:: EXERCISE ::
Rewrite the data below, putting "Give one point for each instance" in place of every "A point per instance, please" and leaving everything else unchanged.

:: GIVEN DATA ::
╭──

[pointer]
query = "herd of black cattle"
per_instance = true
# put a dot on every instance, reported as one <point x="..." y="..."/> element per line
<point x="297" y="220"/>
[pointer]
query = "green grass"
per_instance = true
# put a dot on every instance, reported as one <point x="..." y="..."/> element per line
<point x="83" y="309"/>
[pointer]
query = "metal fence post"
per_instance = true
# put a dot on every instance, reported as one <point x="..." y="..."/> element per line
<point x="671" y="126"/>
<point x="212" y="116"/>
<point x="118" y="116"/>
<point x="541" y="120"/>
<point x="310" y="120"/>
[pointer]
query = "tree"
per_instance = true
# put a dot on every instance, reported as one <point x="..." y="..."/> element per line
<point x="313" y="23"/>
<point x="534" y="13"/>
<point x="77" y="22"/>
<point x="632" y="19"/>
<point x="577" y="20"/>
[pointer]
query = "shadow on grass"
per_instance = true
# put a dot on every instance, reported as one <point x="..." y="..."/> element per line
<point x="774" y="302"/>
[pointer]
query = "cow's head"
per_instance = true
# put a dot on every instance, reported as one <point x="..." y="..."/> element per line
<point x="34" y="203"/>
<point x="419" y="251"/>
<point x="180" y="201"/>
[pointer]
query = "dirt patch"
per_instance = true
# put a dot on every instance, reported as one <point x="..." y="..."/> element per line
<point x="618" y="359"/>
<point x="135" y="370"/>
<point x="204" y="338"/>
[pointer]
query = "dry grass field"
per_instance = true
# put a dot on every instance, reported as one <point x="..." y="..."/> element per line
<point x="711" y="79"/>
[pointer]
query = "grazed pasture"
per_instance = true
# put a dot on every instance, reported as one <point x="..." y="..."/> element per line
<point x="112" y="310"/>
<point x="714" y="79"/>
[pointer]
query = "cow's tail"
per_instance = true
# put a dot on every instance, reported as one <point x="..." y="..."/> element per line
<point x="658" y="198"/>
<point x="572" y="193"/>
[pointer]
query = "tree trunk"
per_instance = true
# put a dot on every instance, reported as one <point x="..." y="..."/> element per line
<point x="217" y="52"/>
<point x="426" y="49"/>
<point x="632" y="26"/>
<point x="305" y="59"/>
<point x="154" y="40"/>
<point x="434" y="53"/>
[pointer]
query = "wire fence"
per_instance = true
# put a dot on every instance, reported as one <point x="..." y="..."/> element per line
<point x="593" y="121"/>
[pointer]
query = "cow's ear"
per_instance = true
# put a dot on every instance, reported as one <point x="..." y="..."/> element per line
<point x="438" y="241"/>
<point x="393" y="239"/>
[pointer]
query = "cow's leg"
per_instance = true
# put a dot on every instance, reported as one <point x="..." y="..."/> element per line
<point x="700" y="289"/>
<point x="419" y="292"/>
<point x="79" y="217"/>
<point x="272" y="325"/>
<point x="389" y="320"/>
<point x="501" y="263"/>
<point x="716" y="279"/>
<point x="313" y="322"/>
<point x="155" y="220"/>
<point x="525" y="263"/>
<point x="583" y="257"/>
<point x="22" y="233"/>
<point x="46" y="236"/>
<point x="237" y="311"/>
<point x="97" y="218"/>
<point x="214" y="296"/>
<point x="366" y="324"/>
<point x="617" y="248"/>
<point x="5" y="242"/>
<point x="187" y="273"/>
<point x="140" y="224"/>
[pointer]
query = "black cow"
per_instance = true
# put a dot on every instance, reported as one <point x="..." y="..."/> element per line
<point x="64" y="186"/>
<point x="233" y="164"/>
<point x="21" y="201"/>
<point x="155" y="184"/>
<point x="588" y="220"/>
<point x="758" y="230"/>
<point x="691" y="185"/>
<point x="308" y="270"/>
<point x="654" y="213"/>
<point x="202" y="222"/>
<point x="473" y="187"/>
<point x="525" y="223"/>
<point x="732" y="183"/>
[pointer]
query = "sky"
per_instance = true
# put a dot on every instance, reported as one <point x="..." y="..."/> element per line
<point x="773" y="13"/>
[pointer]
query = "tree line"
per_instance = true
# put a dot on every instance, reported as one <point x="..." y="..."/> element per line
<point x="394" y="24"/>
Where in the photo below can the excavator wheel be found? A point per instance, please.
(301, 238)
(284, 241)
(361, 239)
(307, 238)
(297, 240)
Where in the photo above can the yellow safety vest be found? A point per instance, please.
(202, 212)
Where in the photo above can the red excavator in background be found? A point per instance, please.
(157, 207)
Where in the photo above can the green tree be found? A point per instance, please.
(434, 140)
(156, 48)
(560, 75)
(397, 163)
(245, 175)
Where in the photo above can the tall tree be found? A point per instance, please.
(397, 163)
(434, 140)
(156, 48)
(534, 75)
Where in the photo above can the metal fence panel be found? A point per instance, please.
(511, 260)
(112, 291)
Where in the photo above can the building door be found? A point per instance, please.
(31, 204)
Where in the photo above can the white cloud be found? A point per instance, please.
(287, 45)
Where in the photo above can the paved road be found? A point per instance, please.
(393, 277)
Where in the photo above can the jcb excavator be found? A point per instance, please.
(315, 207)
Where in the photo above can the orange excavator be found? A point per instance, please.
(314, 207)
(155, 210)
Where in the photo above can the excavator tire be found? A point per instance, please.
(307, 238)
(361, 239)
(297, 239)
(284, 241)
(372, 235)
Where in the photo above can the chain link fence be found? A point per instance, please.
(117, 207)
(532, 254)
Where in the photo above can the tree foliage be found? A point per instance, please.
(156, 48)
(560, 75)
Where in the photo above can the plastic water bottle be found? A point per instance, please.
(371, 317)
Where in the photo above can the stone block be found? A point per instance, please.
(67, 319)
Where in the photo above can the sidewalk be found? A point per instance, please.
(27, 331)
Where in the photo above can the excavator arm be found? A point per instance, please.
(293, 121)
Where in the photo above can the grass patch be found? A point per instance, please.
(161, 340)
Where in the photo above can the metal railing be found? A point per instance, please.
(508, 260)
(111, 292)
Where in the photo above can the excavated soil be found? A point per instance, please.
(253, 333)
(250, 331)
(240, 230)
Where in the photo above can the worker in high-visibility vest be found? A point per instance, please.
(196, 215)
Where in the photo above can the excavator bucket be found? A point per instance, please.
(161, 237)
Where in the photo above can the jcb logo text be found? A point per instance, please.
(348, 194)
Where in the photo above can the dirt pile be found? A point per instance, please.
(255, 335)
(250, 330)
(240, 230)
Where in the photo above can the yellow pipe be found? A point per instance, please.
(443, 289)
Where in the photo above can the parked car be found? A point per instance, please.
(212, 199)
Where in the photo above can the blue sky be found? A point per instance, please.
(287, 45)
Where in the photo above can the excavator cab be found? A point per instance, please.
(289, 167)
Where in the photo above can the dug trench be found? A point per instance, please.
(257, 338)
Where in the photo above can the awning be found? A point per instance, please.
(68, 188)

╰──

:: THE RESULT ::
[pointer]
query = "herd of black cattle"
per_instance = true
# put a dot on every instance, reported as one <point x="..." y="..."/> element per line
<point x="297" y="220"/>
[pointer]
query = "green grass"
per_instance = true
# put a dot on every instance, reported as one <point x="..." y="..."/> element per line
<point x="83" y="309"/>
[pointer]
query = "metal fence post"
per_instance = true
# put a dot on every instance, reported as one <point x="..." y="..."/> element per line
<point x="671" y="126"/>
<point x="212" y="116"/>
<point x="118" y="116"/>
<point x="541" y="120"/>
<point x="310" y="120"/>
[pointer]
query = "tree"
per_instance = true
# put a dot on every instance, reported as one <point x="..." y="..."/> element per line
<point x="313" y="23"/>
<point x="534" y="13"/>
<point x="77" y="22"/>
<point x="632" y="19"/>
<point x="577" y="20"/>
[pointer]
query = "shadow on grass"
per_instance = true
# put a dot on every instance, reported as one <point x="..." y="..."/> element per line
<point x="774" y="302"/>
[pointer]
query = "cow's head"
per_instance = true
# put a dot on every instance, reported as one <point x="..." y="..."/> element per line
<point x="34" y="203"/>
<point x="419" y="251"/>
<point x="180" y="201"/>
[pointer]
query = "dirt patch"
per_instance = true
# put a dot on every instance, reported as one <point x="..." y="..."/> element per line
<point x="618" y="359"/>
<point x="135" y="370"/>
<point x="204" y="338"/>
[pointer]
query = "dry grass field"
per_instance = true
# put a dot on every instance, reported as one <point x="..." y="..."/> element per line
<point x="711" y="79"/>
[pointer]
query = "grazed pasture"
per_instance = true
# put a dot on every instance, reported as one <point x="..." y="..."/> element per line
<point x="112" y="310"/>
<point x="714" y="79"/>
[pointer]
query = "cow's tail"
per_instance = true
# put a dot on every instance, reported as one <point x="..." y="..."/> element per line
<point x="658" y="198"/>
<point x="572" y="193"/>
[pointer]
query = "tree trunk"
per_instance = true
# put a dot on every instance, reported as one <point x="..." y="..."/> element per line
<point x="217" y="52"/>
<point x="426" y="49"/>
<point x="632" y="26"/>
<point x="305" y="59"/>
<point x="154" y="40"/>
<point x="434" y="53"/>
[pointer]
query = "wire fence"
per_instance = true
# put a dot on every instance, reported as one <point x="..." y="..."/> element per line
<point x="593" y="121"/>
[pointer]
query = "cow's ear"
per_instance = true
# put a dot on every instance, reported as one <point x="..." y="..."/> element per line
<point x="438" y="241"/>
<point x="393" y="239"/>
[pointer]
query = "cow's leg"
per_instance = true
# put a dot on every instance, reported as one <point x="..." y="..."/> element per line
<point x="700" y="289"/>
<point x="419" y="292"/>
<point x="79" y="217"/>
<point x="272" y="325"/>
<point x="389" y="320"/>
<point x="501" y="263"/>
<point x="716" y="279"/>
<point x="313" y="322"/>
<point x="155" y="220"/>
<point x="525" y="263"/>
<point x="583" y="257"/>
<point x="22" y="233"/>
<point x="46" y="236"/>
<point x="237" y="311"/>
<point x="97" y="218"/>
<point x="214" y="296"/>
<point x="366" y="324"/>
<point x="617" y="248"/>
<point x="5" y="242"/>
<point x="187" y="273"/>
<point x="140" y="224"/>
[pointer]
query = "black cow"
per_instance = true
# put a dot on every instance, reported as one <point x="..." y="..."/> element per line
<point x="64" y="186"/>
<point x="233" y="164"/>
<point x="21" y="201"/>
<point x="155" y="184"/>
<point x="588" y="220"/>
<point x="758" y="230"/>
<point x="691" y="185"/>
<point x="308" y="270"/>
<point x="654" y="213"/>
<point x="202" y="222"/>
<point x="473" y="187"/>
<point x="525" y="223"/>
<point x="732" y="183"/>
[pointer]
query = "sky"
per_instance = true
# put a dot on every instance, reported as one <point x="..." y="..."/> element per line
<point x="773" y="13"/>
[pointer]
query = "tree line"
per_instance = true
# put a dot on every instance, reported as one <point x="..." y="..."/> element per line
<point x="394" y="24"/>
Where in the photo below can the excavator wheel be found? Give one point for each instance.
(301, 238)
(284, 241)
(361, 239)
(307, 238)
(297, 240)
Where in the photo above can the yellow safety vest be found? Give one point for each instance.
(202, 212)
Where in the photo above can the red excavator in background be found? Give one point for each instance.
(157, 207)
Where in the photo above can the green tree be found? Give one point for each instance.
(434, 140)
(156, 48)
(560, 75)
(397, 163)
(245, 175)
Where in the photo above can the tall tree be found? Give one point for each instance.
(397, 163)
(434, 140)
(156, 48)
(534, 75)
Where in the photo above can the metal fence panel be found? Give one point for each instance.
(511, 260)
(112, 291)
Where in the photo above can the building door be found? Give one point for each instance.
(31, 204)
Where in the photo above can the white cloud be found? Give one point for each instance.
(287, 45)
Where in the photo above can the paved road be found? Give one point for each instance.
(393, 277)
Where in the photo above can the jcb excavator be found? Give one point for each instance.
(315, 207)
Where in the photo above can the orange excavator be found? Give one point for each instance.
(314, 207)
(155, 210)
Where in the photo above can the excavator tire be found? Give one point for each instance.
(307, 238)
(361, 239)
(297, 239)
(284, 241)
(372, 235)
Where in the photo above can the chain link fence be found? Give one point for each instance.
(117, 207)
(532, 254)
Where in the photo above can the tree foliage be found? Give one point for each instance.
(156, 48)
(560, 75)
Where in the photo above can the plastic water bottle be found? Give one point for each instance.
(371, 317)
Where in the photo above can the stone block be found? Give one point for each instance.
(67, 319)
Where in the photo above can the sidewalk be found? Give one point for each instance.
(27, 331)
Where in the photo above can the excavator arm be found? Give one point for each instance.
(293, 121)
Where in the photo above can the grass patch be found? Give one point for each instance.
(161, 340)
Where in the photo above can the metal railing be found? Give one point for each instance.
(508, 260)
(111, 292)
Where in the photo above can the excavated soil be found? Give one point for each instance.
(253, 333)
(250, 331)
(240, 230)
Where in the photo above can the worker in high-visibility vest be found? Give one point for each instance.
(196, 215)
Where in the photo above can the excavator bucket be found? Give one point for each instance.
(161, 237)
Where in the photo above can the jcb logo text be found? Give one point for each instance.
(348, 194)
Where in the photo above can the dirt pile be found? Give one point for each instance.
(255, 335)
(250, 330)
(240, 230)
Where in the photo above can the yellow pipe be found? Give one point for each instance.
(443, 289)
Where in the photo above can the parked car be found? Give one point for each instance.
(212, 199)
Where in the photo above can the blue sky be found? Give one point for each instance.
(287, 45)
Where in the photo above can the excavator cab be found? Give one point for each instance.
(289, 167)
Where in the photo above can the dug trench be found? Give one point for each instance.
(257, 338)
Where in the photo above can the awning be found? Give one point for each instance.
(68, 188)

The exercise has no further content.